**** Exercise text
National liver disease strategy (NLDS)
Published: 02 December 2011
In the last 10 years it has become clear that the rising mortality from liver disease in England was in complete opposition to what was happening worldwide and also with our closes comparator countries (USA, Canada and France) where mortality rates were reducing.
Within the liver health care profession this had been raised in different publications (references 1, 2, 3, 4) highlighting the trends and the need for action which has resulted in the setting up of a national clinical strategy by the Department of Health (DH) to tackle liver disease in England.
The reasons why the NLDS was required included:
- liver disease burden is rising
- liver mortality rising as other major causes of mortality are declining
- liver patients die younger than other major groups
- huge and growing costs to the NHS
- significant cost to the economy.
Also there are challenges for the future such as:
- liver care being underdeveloped in primary care
- poor awareness and stigmatisation of liver disease
- poor access to tests and robust pathways for referral to liver units
- underdeveloped prevention strategies
- expensive treatments.
Improving outcomes for people with, or at risk of, liver disease
Aim and purpose of the NLDS:
- enable people to stop themselves from developing liver disease
- support the NHS and public health services to identify those at risk
- offer early intervention for people with early liver disease
- better deliver NHS treatment to patients with liver disease.
The liver strategy recognises the need for NHS and public health services to become more focussed on identifying and addressing local needs through better co-ordination of services on the ground (reference 5).
In the last year or so there have been some challenges to the development of the NLDS mainly due to the change of government and the financial austerity that the NHS is facing. The introduction of the White Paper, Equity and Excellence – Liberating the NHS (2010), set out wide ranging reforms and targets for a very different NHS but one that was also constrained by financial cuts across every part of the NHS [now part of the Health and Social Care Bill].
The challenge has now became how to develop a NLDS that reflects this, which is easy to access, treats people as individuals and offers care that is safe and of the highest quality.
What does it mean for nursing staff working with patients with liver disease?
There is a Specialist Nurses Expert Reference Group, one role of this group was to undertake a census of liver nurses across England as there were no clear numbers how many nurses there were working with patients with liver disease across primary and secondary care. This is an important baseline, it is recognised that the census still has gaps in the data and will need to be undertaken again in the future. The census was an important exercise to allow for forward plan for educational and service needs to produce a competent liver nursing workforce to meet the future demands of the increasing numbers of patients with liver disease.
Work has also been taking place on developing liver nursing which has resulted in a competence framework being commissioned and developed by Dr Kim Manley and the Specialist Nurse Group of the NLDS. The competence framework has made good progress and is expected to be in a final format by the end of 2011.
References
- 'Reducing Mortality from Liver Diseases’ Report from the Liver Advisory Group of the Royal College of Physicians. December 2007
- Opinion leader workshop – May 2008
- The Forgotten Killer – A Stakeholder Review. Bell Pottinger 2009
- A Time to Act. BASL/BSG report. October 2009
- `Reducing Mortality from Liver Diseases’ Report from the Liver Advisory Group of the Royal College of Physicians. December 2007
- Opinion leader workshop – May 2008
- The Forgotten Killer – A Stakeholder Review. Bell Pottinger 2009
- A Time to Act. BASL/BSG report. October 2009
- Williams R (2010) Hepatology Service Provision Survey. BASL.
********
**** Data listing
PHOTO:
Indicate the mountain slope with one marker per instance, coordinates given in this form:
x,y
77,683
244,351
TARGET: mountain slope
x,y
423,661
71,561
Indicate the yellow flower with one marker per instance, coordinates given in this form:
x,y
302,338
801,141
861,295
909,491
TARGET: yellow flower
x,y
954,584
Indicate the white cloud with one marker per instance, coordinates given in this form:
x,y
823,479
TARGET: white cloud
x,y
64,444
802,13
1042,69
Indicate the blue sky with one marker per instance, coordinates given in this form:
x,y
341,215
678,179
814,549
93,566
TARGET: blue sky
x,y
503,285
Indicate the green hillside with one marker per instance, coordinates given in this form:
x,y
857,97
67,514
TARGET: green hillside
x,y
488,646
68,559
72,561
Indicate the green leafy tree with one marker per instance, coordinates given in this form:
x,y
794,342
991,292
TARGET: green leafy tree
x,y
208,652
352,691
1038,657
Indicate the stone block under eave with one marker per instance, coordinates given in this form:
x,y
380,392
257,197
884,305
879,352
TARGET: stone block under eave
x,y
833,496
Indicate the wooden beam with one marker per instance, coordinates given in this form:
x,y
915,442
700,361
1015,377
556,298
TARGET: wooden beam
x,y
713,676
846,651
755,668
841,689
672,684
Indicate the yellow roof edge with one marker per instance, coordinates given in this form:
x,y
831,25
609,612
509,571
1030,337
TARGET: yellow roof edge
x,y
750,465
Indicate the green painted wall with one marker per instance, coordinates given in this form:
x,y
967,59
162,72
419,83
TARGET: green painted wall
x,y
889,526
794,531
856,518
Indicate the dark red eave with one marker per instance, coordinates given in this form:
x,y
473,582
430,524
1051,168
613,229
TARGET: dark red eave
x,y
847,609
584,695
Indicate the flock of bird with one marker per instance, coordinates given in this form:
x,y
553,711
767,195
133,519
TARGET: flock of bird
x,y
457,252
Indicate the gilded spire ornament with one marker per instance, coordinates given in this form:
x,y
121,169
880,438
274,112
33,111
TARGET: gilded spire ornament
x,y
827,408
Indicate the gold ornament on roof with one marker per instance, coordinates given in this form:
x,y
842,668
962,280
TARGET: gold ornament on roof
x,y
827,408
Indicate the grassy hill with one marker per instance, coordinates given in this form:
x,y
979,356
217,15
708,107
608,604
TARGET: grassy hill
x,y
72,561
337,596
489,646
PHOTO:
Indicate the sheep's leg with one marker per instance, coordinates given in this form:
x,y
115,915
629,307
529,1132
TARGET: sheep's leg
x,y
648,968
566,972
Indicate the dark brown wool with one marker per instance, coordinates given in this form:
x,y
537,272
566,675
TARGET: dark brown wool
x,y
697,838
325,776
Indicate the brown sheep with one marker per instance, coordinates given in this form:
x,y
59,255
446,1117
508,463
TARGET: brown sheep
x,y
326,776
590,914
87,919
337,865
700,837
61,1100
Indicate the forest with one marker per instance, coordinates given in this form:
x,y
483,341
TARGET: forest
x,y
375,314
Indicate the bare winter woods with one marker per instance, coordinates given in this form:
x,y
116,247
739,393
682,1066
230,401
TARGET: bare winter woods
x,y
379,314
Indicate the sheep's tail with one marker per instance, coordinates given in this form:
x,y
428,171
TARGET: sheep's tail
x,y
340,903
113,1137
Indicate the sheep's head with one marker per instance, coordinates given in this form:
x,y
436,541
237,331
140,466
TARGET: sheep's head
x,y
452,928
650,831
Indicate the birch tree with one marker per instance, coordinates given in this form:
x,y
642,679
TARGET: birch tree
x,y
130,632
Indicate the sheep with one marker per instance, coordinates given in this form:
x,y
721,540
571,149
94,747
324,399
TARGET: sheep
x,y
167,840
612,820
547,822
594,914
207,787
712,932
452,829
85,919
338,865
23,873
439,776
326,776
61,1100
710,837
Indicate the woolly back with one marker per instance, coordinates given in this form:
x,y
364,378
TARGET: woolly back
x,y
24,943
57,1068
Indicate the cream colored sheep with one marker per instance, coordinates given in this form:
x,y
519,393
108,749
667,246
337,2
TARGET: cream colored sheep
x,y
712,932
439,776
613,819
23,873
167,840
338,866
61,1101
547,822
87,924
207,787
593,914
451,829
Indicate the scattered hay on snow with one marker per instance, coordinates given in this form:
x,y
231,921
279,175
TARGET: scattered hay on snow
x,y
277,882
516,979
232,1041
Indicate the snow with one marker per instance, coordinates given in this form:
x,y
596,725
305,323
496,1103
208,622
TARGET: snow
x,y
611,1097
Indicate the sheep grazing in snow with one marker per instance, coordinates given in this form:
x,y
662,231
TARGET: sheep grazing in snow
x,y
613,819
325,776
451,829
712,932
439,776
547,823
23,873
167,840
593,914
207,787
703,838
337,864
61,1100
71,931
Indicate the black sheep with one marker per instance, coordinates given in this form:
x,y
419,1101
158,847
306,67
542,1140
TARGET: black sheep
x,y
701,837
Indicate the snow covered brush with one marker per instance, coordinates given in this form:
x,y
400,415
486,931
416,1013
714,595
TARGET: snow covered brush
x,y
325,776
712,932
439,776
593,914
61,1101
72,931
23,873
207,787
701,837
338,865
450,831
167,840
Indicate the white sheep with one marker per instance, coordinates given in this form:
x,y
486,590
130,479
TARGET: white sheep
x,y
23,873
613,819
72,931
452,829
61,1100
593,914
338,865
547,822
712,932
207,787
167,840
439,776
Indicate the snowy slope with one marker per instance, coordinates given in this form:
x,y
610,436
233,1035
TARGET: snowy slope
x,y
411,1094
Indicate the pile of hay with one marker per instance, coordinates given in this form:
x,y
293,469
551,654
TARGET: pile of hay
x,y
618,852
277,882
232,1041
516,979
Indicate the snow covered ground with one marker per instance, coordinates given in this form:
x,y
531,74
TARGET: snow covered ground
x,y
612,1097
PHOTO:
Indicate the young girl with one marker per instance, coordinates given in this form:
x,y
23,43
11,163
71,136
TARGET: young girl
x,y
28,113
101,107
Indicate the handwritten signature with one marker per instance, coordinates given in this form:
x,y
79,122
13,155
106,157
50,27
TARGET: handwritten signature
********
Exercise brief: Using the liver disease strategy text, answer yes or no to whether each statement agrees with it, and quote the words that decide each one: (a) Mortality from liver disease in England was falling, as in the USA, Canada and France. (b) The competence framework for liver nursing is expected to be in a final format by the end of 2011. (c) The census of liver nurses is described as complete, with no gaps in the data. The listing is separate material, unrelated to the liver disease strategy text.

Task result:
(a) No: "the rising mortality from liver disease in England was in complete opposition to what was happening worldwide"
(b) Yes: "is expected to be in a final format by the end of 2011"
(c) No: "it is recognised that the census still has gaps in the data"